*** SUPPLIED DATA

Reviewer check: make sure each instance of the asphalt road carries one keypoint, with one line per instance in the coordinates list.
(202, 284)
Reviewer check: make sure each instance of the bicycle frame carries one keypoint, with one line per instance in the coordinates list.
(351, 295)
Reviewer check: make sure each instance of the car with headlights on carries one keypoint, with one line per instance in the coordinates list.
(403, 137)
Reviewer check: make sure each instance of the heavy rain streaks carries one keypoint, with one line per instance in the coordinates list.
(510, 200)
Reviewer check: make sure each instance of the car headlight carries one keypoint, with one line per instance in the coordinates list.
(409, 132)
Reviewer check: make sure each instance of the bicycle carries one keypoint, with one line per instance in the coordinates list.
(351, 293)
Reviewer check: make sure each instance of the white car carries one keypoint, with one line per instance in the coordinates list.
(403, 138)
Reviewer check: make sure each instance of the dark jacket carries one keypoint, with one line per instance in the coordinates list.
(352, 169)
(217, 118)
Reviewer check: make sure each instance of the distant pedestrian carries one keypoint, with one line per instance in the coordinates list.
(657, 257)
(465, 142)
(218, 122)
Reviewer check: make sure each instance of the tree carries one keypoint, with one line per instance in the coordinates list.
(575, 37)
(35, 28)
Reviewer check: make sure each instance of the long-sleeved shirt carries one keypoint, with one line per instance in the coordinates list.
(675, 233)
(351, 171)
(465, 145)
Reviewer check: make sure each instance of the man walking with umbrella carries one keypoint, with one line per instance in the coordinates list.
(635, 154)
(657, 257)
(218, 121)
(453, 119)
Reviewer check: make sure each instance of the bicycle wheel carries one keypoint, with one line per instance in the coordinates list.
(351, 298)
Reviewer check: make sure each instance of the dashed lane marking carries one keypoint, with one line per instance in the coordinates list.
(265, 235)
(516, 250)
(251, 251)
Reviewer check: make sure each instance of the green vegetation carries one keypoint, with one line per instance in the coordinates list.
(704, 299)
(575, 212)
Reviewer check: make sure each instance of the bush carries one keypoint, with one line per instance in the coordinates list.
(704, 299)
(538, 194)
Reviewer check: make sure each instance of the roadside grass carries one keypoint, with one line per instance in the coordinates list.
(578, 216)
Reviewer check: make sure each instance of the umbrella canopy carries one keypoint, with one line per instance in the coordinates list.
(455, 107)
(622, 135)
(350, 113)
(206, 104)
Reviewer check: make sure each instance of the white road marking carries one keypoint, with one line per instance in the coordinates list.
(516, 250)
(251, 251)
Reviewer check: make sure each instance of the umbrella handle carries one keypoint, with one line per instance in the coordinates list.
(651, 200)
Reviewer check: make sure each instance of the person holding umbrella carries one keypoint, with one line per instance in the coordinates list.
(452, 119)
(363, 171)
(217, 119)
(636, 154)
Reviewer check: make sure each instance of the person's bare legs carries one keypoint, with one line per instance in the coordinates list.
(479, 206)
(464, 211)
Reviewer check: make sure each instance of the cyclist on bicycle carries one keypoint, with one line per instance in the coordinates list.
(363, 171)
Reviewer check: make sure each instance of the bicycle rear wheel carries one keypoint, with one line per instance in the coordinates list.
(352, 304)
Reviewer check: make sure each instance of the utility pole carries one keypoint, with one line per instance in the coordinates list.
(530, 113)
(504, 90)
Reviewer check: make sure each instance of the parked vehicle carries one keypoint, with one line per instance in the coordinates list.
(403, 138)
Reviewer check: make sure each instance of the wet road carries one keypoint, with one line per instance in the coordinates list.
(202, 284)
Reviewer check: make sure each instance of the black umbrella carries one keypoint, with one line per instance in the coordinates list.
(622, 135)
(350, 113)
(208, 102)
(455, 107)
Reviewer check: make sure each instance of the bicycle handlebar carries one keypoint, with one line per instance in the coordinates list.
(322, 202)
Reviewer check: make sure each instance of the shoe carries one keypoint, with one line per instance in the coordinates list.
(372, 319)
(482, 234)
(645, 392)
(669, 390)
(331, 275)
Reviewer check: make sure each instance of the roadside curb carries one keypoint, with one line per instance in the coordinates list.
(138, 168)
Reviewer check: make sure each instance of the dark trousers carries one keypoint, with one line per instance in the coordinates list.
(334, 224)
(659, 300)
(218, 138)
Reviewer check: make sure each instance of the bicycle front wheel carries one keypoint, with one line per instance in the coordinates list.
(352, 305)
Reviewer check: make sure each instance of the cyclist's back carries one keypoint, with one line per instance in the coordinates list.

******

Retype every entry above, word for word.

Reviewer check: make sure each instance of the asphalt road carries one keypoint, with one line per instance in the coordinates list.
(202, 284)
Reviewer check: make sure each instance of the bicycle frame carries one keypoint, with one line per instance in the coordinates list.
(351, 295)
Reviewer check: make sure each instance of the car with headlights on carries one keypoint, with one line per instance in the coordinates list.
(403, 137)
Reviewer check: make sure each instance of the heavy rain streaks carries one keypoint, with one line per instance in the coordinates list.
(510, 200)
Reviewer check: make sure each instance of the car headlight carries one keypoint, with one line per instance in the coordinates list.
(409, 132)
Reviewer check: make sure each instance of the bicycle carries one keypoint, with one line per instance in the coordinates list.
(351, 293)
Reviewer check: make sure each instance of the white car carries one keypoint, with one line per instance in the coordinates list.
(403, 138)
Reviewer check: make sure each instance of the dark jacket carries one keypoint, with one line per instance in the coordinates list.
(352, 169)
(217, 118)
Reviewer check: make sure each instance of the distant pedestrian carries one keypoint, with one line per instance in the coordinates list.
(657, 257)
(465, 142)
(218, 122)
Reviewer check: make sure each instance of the tree carries one keypoint, with one line per instance in the coordinates list.
(575, 37)
(35, 28)
Reviewer check: make sure each instance of the long-sleeved shirt carries one keypoint, with one line per instance in the coordinates list.
(675, 233)
(351, 171)
(465, 145)
Reviewer check: make sure each instance of the man walking with umbrella carries one keypoint, with one line per instance in the coordinates list.
(635, 154)
(657, 257)
(218, 121)
(453, 119)
Reviewer check: make sure each instance of the bicycle wheel carries one keypoint, with one line per instance in the coordinates list.
(351, 298)
Reviewer check: make sure each instance of the dashed lane marking carries one keypoint, with one line per instance in the coordinates list.
(265, 235)
(516, 250)
(251, 251)
Reviewer check: make sure each instance of the green vegetation carries one keypoint, with one line per instance in the coordinates list.
(704, 299)
(575, 212)
Reviewer check: make sure each instance of the bush carries one keypoint, with one line per instance in the coordinates list.
(704, 299)
(538, 194)
Reviewer check: make sure each instance of the roadside grass carries one keypoint, with one line per instance in the coordinates list.
(578, 216)
Reviewer check: make sure each instance of the umbrella canopy carries one keypoint, with one line per instance in the coordinates list.
(455, 107)
(622, 135)
(350, 113)
(206, 104)
Reviewer check: make sure each instance of the white road marking carries one keypoint, with one line per instance in the coordinates list.
(516, 250)
(251, 251)
Reviewer check: make sure each instance of the umbrella handle carries one keypoint, with one line per instance in the coordinates list.
(651, 200)
Reviewer check: make sure each instance of the person holding umbrella carries one keypoint, with one line per instance in the coordinates list.
(452, 119)
(363, 171)
(217, 119)
(636, 154)
Reviewer check: make sure each instance of the person's bare legs carries one keypoint, with one line per instance in the coordinates list.
(479, 206)
(464, 211)
Reviewer check: make sure each instance of the cyclist on bicycle carries one keypoint, with one line per instance in the coordinates list.
(363, 171)
Reviewer check: make sure each instance of the bicycle rear wheel carries one keypoint, with one line per instance in the coordinates list.
(352, 304)
Reviewer check: make sure each instance of the utility pole carries one keypoint, with one line per instance in the coordinates list.
(530, 113)
(504, 90)
Reviewer check: make sure each instance of the parked vehicle carries one keypoint, with one line per instance in the coordinates list.
(403, 138)
Reviewer check: make sure each instance of the wet road carries one keypoint, with one line per instance in the coordinates list.
(202, 284)
Reviewer check: make sure each instance of the black umbrella carries one keypoint, with one line per instance in the coordinates list.
(622, 135)
(350, 113)
(208, 102)
(455, 107)
Reviewer check: make sure each instance of the bicycle handlebar carries one keypoint, with one line per instance in the coordinates list.
(322, 202)
Reviewer check: make sure each instance of the shoe carries one keypoint, with one line per instance in the coordinates list.
(372, 319)
(482, 234)
(645, 392)
(669, 390)
(331, 275)
Reviewer check: make sure each instance of the roadside curb carries one keypoint, with one line per instance in the coordinates list.
(138, 168)
Reviewer check: make sure each instance of the dark trousers carries one keypoint, with one line per instance in the coordinates list.
(334, 224)
(659, 300)
(218, 138)
Reviewer check: make sure each instance of the bicycle front wheel carries one keypoint, with one line per instance in the coordinates list.
(352, 305)
Reviewer check: make sure each instance of the cyclist's back carries one keypoint, with one line per instance in the coordinates list.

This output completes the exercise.